SUPPLIED MATERIAL —
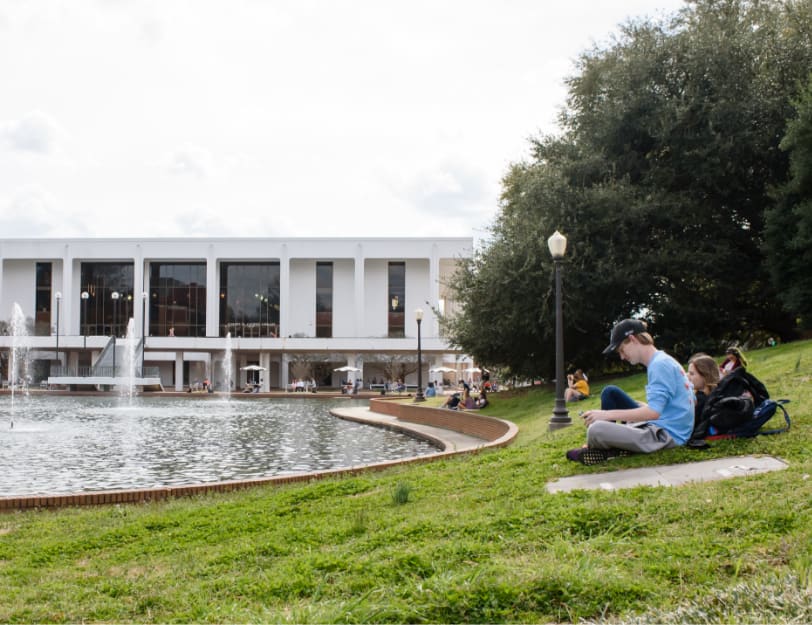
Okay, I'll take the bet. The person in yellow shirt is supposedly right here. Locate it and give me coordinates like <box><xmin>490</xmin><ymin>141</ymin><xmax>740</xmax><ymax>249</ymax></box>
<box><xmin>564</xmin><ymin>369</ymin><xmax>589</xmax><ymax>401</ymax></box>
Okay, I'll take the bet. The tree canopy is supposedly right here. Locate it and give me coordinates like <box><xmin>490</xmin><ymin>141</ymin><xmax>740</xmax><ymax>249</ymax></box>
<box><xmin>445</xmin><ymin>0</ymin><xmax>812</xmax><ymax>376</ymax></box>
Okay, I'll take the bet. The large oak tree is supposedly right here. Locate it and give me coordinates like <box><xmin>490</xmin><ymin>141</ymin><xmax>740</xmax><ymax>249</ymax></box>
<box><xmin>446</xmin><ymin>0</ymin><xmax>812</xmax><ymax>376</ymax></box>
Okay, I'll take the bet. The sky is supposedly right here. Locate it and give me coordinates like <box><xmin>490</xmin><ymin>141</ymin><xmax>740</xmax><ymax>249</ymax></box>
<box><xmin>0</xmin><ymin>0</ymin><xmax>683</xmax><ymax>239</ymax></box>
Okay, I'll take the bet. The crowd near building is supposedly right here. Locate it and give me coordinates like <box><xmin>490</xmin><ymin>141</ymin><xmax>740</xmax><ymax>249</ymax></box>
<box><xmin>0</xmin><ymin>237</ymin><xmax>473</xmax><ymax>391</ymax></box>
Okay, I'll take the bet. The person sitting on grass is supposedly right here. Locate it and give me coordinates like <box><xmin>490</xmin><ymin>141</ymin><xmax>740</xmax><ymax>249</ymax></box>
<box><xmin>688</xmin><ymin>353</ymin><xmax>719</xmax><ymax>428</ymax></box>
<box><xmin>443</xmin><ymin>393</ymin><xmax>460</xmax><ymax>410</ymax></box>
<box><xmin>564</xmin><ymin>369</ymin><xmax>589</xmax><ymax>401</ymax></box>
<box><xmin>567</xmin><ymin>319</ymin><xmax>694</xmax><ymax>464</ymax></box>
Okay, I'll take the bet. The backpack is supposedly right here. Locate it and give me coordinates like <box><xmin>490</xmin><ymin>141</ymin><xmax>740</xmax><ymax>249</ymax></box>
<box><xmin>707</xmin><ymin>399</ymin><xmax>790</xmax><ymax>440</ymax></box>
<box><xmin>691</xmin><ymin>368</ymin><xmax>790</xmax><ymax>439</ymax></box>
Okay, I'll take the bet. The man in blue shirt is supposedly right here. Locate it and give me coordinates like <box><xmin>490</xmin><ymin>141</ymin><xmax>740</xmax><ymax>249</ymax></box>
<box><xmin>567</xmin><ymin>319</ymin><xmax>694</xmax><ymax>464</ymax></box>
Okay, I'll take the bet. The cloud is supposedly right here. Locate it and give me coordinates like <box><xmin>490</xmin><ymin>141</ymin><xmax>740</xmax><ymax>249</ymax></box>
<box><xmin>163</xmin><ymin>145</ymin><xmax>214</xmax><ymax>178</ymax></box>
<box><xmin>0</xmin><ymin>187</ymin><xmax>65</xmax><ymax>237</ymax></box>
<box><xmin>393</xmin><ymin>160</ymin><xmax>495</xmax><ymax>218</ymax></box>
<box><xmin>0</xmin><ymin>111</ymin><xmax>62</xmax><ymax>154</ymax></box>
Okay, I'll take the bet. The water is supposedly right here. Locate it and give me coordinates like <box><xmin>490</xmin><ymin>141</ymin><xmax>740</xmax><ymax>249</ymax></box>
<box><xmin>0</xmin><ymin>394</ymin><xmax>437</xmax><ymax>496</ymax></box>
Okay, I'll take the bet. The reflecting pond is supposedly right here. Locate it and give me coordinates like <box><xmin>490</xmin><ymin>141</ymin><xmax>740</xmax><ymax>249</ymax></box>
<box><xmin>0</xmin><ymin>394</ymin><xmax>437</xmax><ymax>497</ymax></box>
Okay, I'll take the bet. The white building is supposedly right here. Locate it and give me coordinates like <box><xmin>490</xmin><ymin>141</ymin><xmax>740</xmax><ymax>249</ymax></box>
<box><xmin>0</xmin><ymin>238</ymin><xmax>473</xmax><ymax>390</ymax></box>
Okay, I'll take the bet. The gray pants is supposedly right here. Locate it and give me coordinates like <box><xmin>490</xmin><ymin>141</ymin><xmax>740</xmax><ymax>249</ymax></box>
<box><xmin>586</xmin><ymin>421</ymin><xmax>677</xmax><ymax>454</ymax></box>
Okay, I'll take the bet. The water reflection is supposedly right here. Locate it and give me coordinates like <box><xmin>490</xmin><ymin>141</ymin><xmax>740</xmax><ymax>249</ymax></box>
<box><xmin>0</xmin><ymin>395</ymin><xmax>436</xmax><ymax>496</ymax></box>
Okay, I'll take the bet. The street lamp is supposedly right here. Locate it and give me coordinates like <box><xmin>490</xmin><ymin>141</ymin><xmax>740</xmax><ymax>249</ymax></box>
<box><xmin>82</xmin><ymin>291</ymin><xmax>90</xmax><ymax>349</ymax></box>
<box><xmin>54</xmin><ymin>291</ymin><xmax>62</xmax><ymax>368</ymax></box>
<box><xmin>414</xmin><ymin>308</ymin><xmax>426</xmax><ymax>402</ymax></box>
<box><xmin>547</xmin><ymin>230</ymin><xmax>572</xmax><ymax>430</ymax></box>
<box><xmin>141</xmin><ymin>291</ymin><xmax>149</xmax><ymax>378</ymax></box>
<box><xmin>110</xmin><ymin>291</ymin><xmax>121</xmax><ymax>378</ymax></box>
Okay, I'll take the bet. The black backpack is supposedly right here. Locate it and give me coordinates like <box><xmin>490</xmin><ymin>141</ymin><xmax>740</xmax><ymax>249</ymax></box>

TASK STATEMENT —
Reproduce the data above word for word, without the picture.

RESULT OF THIS EXERCISE —
Okay, I'll take the bet. The person in yellow shirt is supposedly right here. Locate it and give me coordinates like <box><xmin>490</xmin><ymin>141</ymin><xmax>740</xmax><ymax>249</ymax></box>
<box><xmin>564</xmin><ymin>369</ymin><xmax>589</xmax><ymax>401</ymax></box>
Okay, I'll take the bet. The tree canopy is supposedly right here. Locate it and give me coordinates like <box><xmin>490</xmin><ymin>141</ymin><xmax>740</xmax><ymax>249</ymax></box>
<box><xmin>445</xmin><ymin>0</ymin><xmax>812</xmax><ymax>376</ymax></box>
Okay, I'll take the bet. The large oak tree is supposedly right here. Locate it and give me coordinates like <box><xmin>490</xmin><ymin>141</ymin><xmax>740</xmax><ymax>249</ymax></box>
<box><xmin>446</xmin><ymin>0</ymin><xmax>812</xmax><ymax>376</ymax></box>
Okay, I'll take the bet. The sky is supposedly right here. Locate it and give me coordinates like <box><xmin>490</xmin><ymin>141</ymin><xmax>740</xmax><ymax>249</ymax></box>
<box><xmin>0</xmin><ymin>0</ymin><xmax>683</xmax><ymax>239</ymax></box>
Okay, I'll take the bet. The crowd near building is supposedly right here. Locate it and give me coordinates like <box><xmin>490</xmin><ymin>141</ymin><xmax>740</xmax><ymax>249</ymax></box>
<box><xmin>0</xmin><ymin>237</ymin><xmax>473</xmax><ymax>391</ymax></box>
Okay, I'll take the bet. The person sitting on grass is supposedly right here. Locate it and give me coordinates like <box><xmin>490</xmin><ymin>141</ymin><xmax>740</xmax><ymax>249</ymax></box>
<box><xmin>688</xmin><ymin>353</ymin><xmax>719</xmax><ymax>428</ymax></box>
<box><xmin>443</xmin><ymin>393</ymin><xmax>460</xmax><ymax>410</ymax></box>
<box><xmin>564</xmin><ymin>369</ymin><xmax>589</xmax><ymax>401</ymax></box>
<box><xmin>567</xmin><ymin>319</ymin><xmax>694</xmax><ymax>464</ymax></box>
Okay, I'll take the bet. The backpack is supposedly right here. Locate it and give me coordinates like <box><xmin>490</xmin><ymin>141</ymin><xmax>740</xmax><ymax>249</ymax></box>
<box><xmin>707</xmin><ymin>399</ymin><xmax>790</xmax><ymax>440</ymax></box>
<box><xmin>691</xmin><ymin>368</ymin><xmax>790</xmax><ymax>439</ymax></box>
Okay, I'll take the bet. The man in blue shirt is supposedly right here. Locate it and give me coordinates like <box><xmin>490</xmin><ymin>141</ymin><xmax>740</xmax><ymax>249</ymax></box>
<box><xmin>567</xmin><ymin>319</ymin><xmax>694</xmax><ymax>464</ymax></box>
Okay, I'll take the bet. The cloud is supposedly right here. Locate it and give me coordinates like <box><xmin>490</xmin><ymin>141</ymin><xmax>740</xmax><ymax>249</ymax></box>
<box><xmin>163</xmin><ymin>145</ymin><xmax>214</xmax><ymax>178</ymax></box>
<box><xmin>0</xmin><ymin>187</ymin><xmax>65</xmax><ymax>237</ymax></box>
<box><xmin>393</xmin><ymin>160</ymin><xmax>495</xmax><ymax>218</ymax></box>
<box><xmin>0</xmin><ymin>111</ymin><xmax>62</xmax><ymax>154</ymax></box>
Okay, I'll take the bet. The water is supposedly right here. Locate it and give me coordinates like <box><xmin>490</xmin><ymin>141</ymin><xmax>740</xmax><ymax>249</ymax></box>
<box><xmin>0</xmin><ymin>394</ymin><xmax>437</xmax><ymax>496</ymax></box>
Okay, I'll take the bet. The reflecting pond is supposedly right here. Locate it and give me coordinates like <box><xmin>490</xmin><ymin>141</ymin><xmax>740</xmax><ymax>249</ymax></box>
<box><xmin>0</xmin><ymin>394</ymin><xmax>437</xmax><ymax>497</ymax></box>
Okay, I'll take the bet. The white building is supposedly right here. Locate it and give me coordinates like <box><xmin>490</xmin><ymin>141</ymin><xmax>740</xmax><ymax>249</ymax></box>
<box><xmin>0</xmin><ymin>238</ymin><xmax>473</xmax><ymax>390</ymax></box>
Okay, I'll take the bet. The gray pants is supposedly right here. Locate it and give me coordinates like <box><xmin>490</xmin><ymin>141</ymin><xmax>740</xmax><ymax>249</ymax></box>
<box><xmin>586</xmin><ymin>421</ymin><xmax>677</xmax><ymax>454</ymax></box>
Okay, I'll take the bet. The water reflection is supposedly right here. Locate it and give me coordinates like <box><xmin>490</xmin><ymin>141</ymin><xmax>740</xmax><ymax>249</ymax></box>
<box><xmin>0</xmin><ymin>395</ymin><xmax>436</xmax><ymax>496</ymax></box>
Okay, I'll take the bet. The street lamp is supposedly right here. Locate it and give me coordinates like <box><xmin>490</xmin><ymin>141</ymin><xmax>740</xmax><ymax>249</ymax></box>
<box><xmin>82</xmin><ymin>291</ymin><xmax>90</xmax><ymax>349</ymax></box>
<box><xmin>54</xmin><ymin>291</ymin><xmax>62</xmax><ymax>368</ymax></box>
<box><xmin>414</xmin><ymin>308</ymin><xmax>426</xmax><ymax>402</ymax></box>
<box><xmin>547</xmin><ymin>230</ymin><xmax>572</xmax><ymax>430</ymax></box>
<box><xmin>141</xmin><ymin>291</ymin><xmax>149</xmax><ymax>378</ymax></box>
<box><xmin>110</xmin><ymin>291</ymin><xmax>121</xmax><ymax>378</ymax></box>
Okay, I'll take the bet. The black backpack is supposedly right here. Locate it and give me coordinates like <box><xmin>490</xmin><ymin>141</ymin><xmax>740</xmax><ymax>249</ymax></box>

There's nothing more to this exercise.